** START Material for the task **

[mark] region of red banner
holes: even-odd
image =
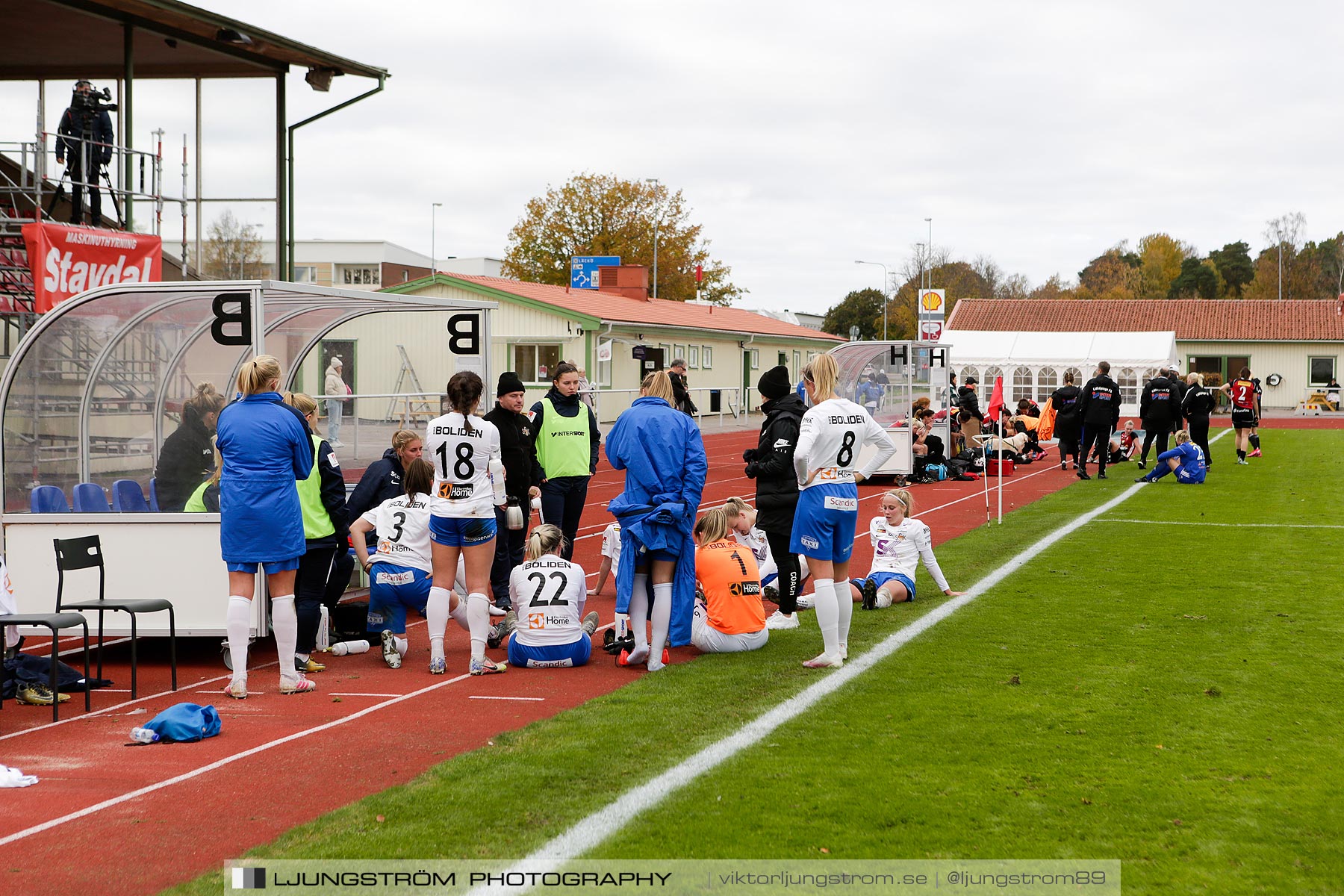
[[[23,226],[23,242],[39,314],[94,286],[163,279],[159,236],[34,222]]]

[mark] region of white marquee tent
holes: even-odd
[[[1120,384],[1121,414],[1138,412],[1144,383],[1159,368],[1176,367],[1176,333],[1019,333],[1012,330],[945,330],[952,345],[952,369],[957,382],[980,380],[981,406],[989,399],[996,376],[1004,377],[1004,402],[1050,398],[1073,372],[1074,384],[1086,383],[1097,361],[1110,361],[1110,375]]]

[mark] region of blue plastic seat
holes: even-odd
[[[149,501],[134,480],[117,480],[112,484],[112,509],[118,513],[149,513]]]
[[[66,493],[55,485],[39,485],[28,494],[28,506],[34,513],[70,513]]]
[[[112,513],[108,493],[101,485],[81,482],[75,486],[75,513]]]

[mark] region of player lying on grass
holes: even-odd
[[[1189,441],[1189,433],[1181,430],[1176,434],[1176,447],[1157,455],[1153,472],[1141,476],[1134,482],[1156,482],[1168,473],[1176,473],[1177,482],[1199,485],[1204,481],[1204,451]]]
[[[696,600],[691,643],[704,653],[741,653],[766,645],[755,557],[730,537],[728,510],[714,508],[695,524]]]
[[[948,578],[938,567],[933,555],[933,539],[929,527],[915,520],[914,498],[906,489],[896,489],[882,496],[882,516],[868,523],[868,539],[872,541],[872,571],[866,579],[849,580],[849,596],[863,610],[879,610],[892,603],[915,599],[915,567],[923,560],[925,568],[948,596],[958,596],[965,591],[953,591]]]
[[[587,576],[566,560],[564,536],[556,525],[539,525],[527,536],[527,560],[509,574],[509,602],[504,615],[508,661],[528,669],[587,665],[593,654],[597,614],[583,615]],[[523,614],[523,625],[516,625]]]
[[[426,615],[433,549],[429,539],[429,490],[434,486],[434,466],[415,458],[406,465],[406,493],[387,498],[351,523],[355,556],[368,574],[368,631],[383,642],[383,662],[401,669],[410,649],[406,638],[406,611]],[[368,555],[366,533],[378,535],[378,552]],[[449,617],[470,631],[466,604],[454,588]]]

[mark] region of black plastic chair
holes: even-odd
[[[168,656],[172,662],[172,689],[177,689],[177,623],[172,603],[163,598],[138,598],[132,600],[108,600],[103,586],[108,579],[102,566],[102,543],[97,535],[82,539],[52,539],[56,548],[56,613],[66,610],[98,611],[98,677],[102,678],[102,621],[108,610],[125,613],[130,617],[130,699],[136,699],[136,617],[141,613],[168,611]],[[98,599],[79,603],[65,602],[66,571],[98,567]]]
[[[51,630],[51,678],[47,686],[51,688],[51,720],[60,721],[60,692],[56,690],[56,664],[60,653],[56,643],[56,631],[60,629],[81,627],[85,630],[85,712],[91,709],[89,703],[89,621],[78,613],[12,613],[0,614],[0,630],[5,626],[44,626]],[[3,642],[4,638],[0,638]],[[101,677],[101,676],[99,676]],[[15,696],[19,693],[19,682],[15,681]],[[4,707],[4,690],[0,689],[0,708]]]

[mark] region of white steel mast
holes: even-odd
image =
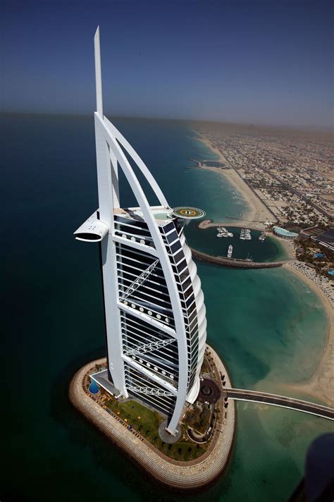
[[[99,27],[94,54],[99,210],[75,235],[100,245],[109,379],[124,397],[142,396],[165,412],[174,434],[186,401],[197,397],[206,341],[203,293],[182,230],[187,216],[173,216],[142,160],[103,114]],[[150,207],[125,151],[160,206]],[[138,203],[131,210],[120,207],[118,166]],[[164,221],[157,211],[168,215]]]

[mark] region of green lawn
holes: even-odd
[[[187,435],[187,427],[182,425],[182,435],[187,439],[182,439],[174,444],[168,444],[161,441],[159,435],[159,426],[163,418],[156,411],[146,408],[137,401],[129,400],[119,401],[110,399],[106,405],[123,420],[132,426],[146,439],[156,446],[160,451],[175,460],[189,460],[197,458],[202,455],[207,448],[197,445],[192,441]],[[140,418],[138,418],[140,417]]]

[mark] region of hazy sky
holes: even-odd
[[[330,0],[5,0],[1,106],[328,127]]]

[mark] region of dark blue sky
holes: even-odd
[[[2,4],[5,111],[95,109],[100,25],[104,111],[328,127],[329,0]]]

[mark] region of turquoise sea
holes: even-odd
[[[197,206],[218,221],[242,215],[245,202],[223,177],[185,169],[190,158],[215,159],[194,140],[192,123],[114,122],[171,206]],[[97,206],[93,118],[11,115],[1,125],[1,500],[178,500],[106,441],[67,396],[75,370],[104,353],[98,250],[72,235]],[[134,204],[124,180],[122,185],[122,203]],[[198,231],[188,228],[190,245]],[[276,257],[280,252],[272,250]],[[327,324],[319,300],[304,283],[281,269],[234,270],[199,262],[198,271],[209,342],[235,386],[287,393],[290,384],[311,376]],[[285,501],[302,475],[310,442],[333,430],[328,421],[299,412],[238,403],[228,471],[206,491],[183,496]]]

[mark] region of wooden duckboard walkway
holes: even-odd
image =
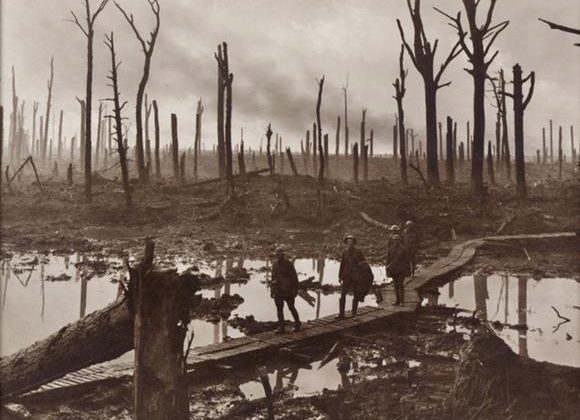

** END Material for the task **

● **Exercise description**
Put every line of the records above into a Markdown table with the columns Row and Line, numbering each row and skipping blank lines. Leave the pictures out.

● **Task solution**
| Row | Line |
|---|---|
| 1 | [mark] region of red banner |
| 2 | holes: even-odd |
| 3 | image = |
| 4 | [[[23,226],[23,242],[39,314],[94,286],[163,279],[159,236],[34,222]]] |
| 5 | [mark] region of white marquee tent |
| 6 | holes: even-odd |
| 7 | [[[1120,384],[1121,414],[1138,412],[1144,383],[1159,368],[1176,367],[1176,333],[1019,333],[1012,330],[945,330],[952,345],[952,369],[957,382],[980,380],[981,406],[989,399],[996,376],[1004,377],[1004,402],[1050,398],[1073,372],[1074,384],[1086,383],[1097,361],[1110,361],[1110,375]]] |
| 8 | [mark] region of blue plastic seat |
| 9 | holes: even-odd |
| 10 | [[[149,501],[134,480],[117,480],[112,484],[112,509],[118,513],[149,513]]] |
| 11 | [[[66,493],[55,485],[39,485],[28,494],[28,506],[34,513],[70,513]]] |
| 12 | [[[112,513],[108,493],[101,485],[81,482],[75,486],[75,513]]] |
| 13 | [mark] region of player lying on grass |
| 14 | holes: even-odd |
| 15 | [[[1189,441],[1189,433],[1181,430],[1176,434],[1176,447],[1157,455],[1153,472],[1141,476],[1134,482],[1156,482],[1168,473],[1176,473],[1177,482],[1199,485],[1204,481],[1204,451]]] |
| 16 | [[[696,600],[691,643],[704,653],[741,653],[766,645],[755,557],[730,537],[728,510],[714,508],[695,524]]] |
| 17 | [[[948,578],[938,567],[933,555],[933,539],[929,527],[915,520],[914,498],[906,489],[896,489],[882,496],[882,516],[868,523],[868,539],[872,541],[872,571],[866,579],[849,580],[849,596],[863,610],[879,610],[892,603],[915,599],[915,567],[923,560],[925,568],[948,596],[958,596],[965,591],[953,591]]] |
| 18 | [[[587,576],[566,560],[564,536],[556,525],[539,525],[527,536],[527,560],[509,574],[509,602],[504,615],[508,661],[528,669],[587,665],[593,654],[597,614],[583,615]],[[523,614],[523,625],[516,625]]] |
| 19 | [[[426,615],[433,549],[429,539],[429,490],[434,486],[434,466],[415,458],[406,465],[406,493],[387,498],[351,523],[355,556],[368,574],[368,631],[383,642],[383,662],[401,669],[410,649],[406,638],[406,611]],[[368,555],[366,533],[378,535],[378,552]],[[449,617],[470,631],[466,604],[454,588]]] |
| 20 | [mark] region of black plastic chair |
| 21 | holes: even-odd |
| 22 | [[[168,656],[172,662],[172,689],[177,689],[177,623],[172,603],[163,598],[138,598],[132,600],[108,600],[103,586],[108,579],[102,566],[102,543],[97,535],[82,539],[52,539],[56,548],[56,613],[66,610],[98,611],[98,677],[102,678],[102,621],[108,610],[125,613],[130,617],[130,699],[136,699],[136,617],[141,613],[168,611]],[[98,599],[79,603],[65,602],[66,571],[98,567]]] |
| 23 | [[[51,630],[51,678],[47,686],[51,688],[51,720],[60,721],[60,692],[56,690],[56,664],[60,653],[56,643],[56,631],[60,629],[81,627],[85,630],[85,712],[91,709],[89,703],[89,621],[78,613],[12,613],[0,614],[0,630],[5,626],[44,626]],[[3,642],[4,638],[0,638]],[[101,677],[101,676],[99,676]],[[15,696],[19,693],[19,682],[15,681]],[[4,707],[4,690],[0,689],[0,708]]] |
| 24 | [mark] region of white steel mast |
| 25 | holes: even-odd |
| 26 | image = |
| 27 | [[[99,27],[94,54],[99,210],[75,235],[100,245],[109,379],[124,397],[142,396],[165,412],[174,434],[186,401],[197,397],[206,341],[203,293],[182,230],[187,216],[173,216],[142,160],[103,114]],[[150,207],[125,151],[160,206]],[[138,203],[131,210],[120,207],[118,166]],[[164,221],[157,211],[168,215]]] |
| 28 | [mark] region of green lawn |
| 29 | holes: even-odd |
| 30 | [[[187,435],[187,427],[182,425],[182,435],[187,439],[182,439],[174,444],[168,444],[161,441],[159,435],[159,426],[163,418],[156,411],[146,408],[137,401],[129,400],[119,401],[110,399],[106,405],[123,420],[132,426],[146,439],[156,446],[160,451],[175,460],[189,460],[197,458],[202,455],[207,448],[197,445],[192,441]],[[140,418],[138,418],[140,417]]] |
| 31 | [mark] region of hazy sky |
| 32 | holes: even-odd |
| 33 | [[[330,0],[5,0],[1,106],[328,127]]] |
| 34 | [mark] region of dark blue sky |
| 35 | holes: even-odd |
| 36 | [[[2,4],[5,111],[95,109],[100,25],[104,111],[328,127],[329,0]]] |
| 37 | [mark] region of turquoise sea |
| 38 | holes: even-odd |
| 39 | [[[197,206],[218,221],[242,215],[245,202],[223,177],[185,169],[190,158],[215,159],[194,140],[192,123],[114,122],[171,206]],[[97,206],[93,118],[11,115],[1,125],[1,500],[178,500],[106,441],[67,396],[75,370],[104,353],[98,250],[72,235]],[[134,204],[124,180],[122,185],[122,203]],[[198,231],[188,228],[190,245]],[[276,257],[280,252],[272,250]],[[327,324],[319,300],[304,283],[281,269],[234,270],[199,262],[198,271],[209,342],[235,386],[287,393],[290,384],[311,376]],[[285,501],[302,475],[310,442],[333,430],[328,421],[299,412],[238,403],[228,471],[206,491],[183,496]]] |
| 40 | [mark] region of wooden duckboard walkway |
| 41 | holes: even-odd |
| 42 | image = |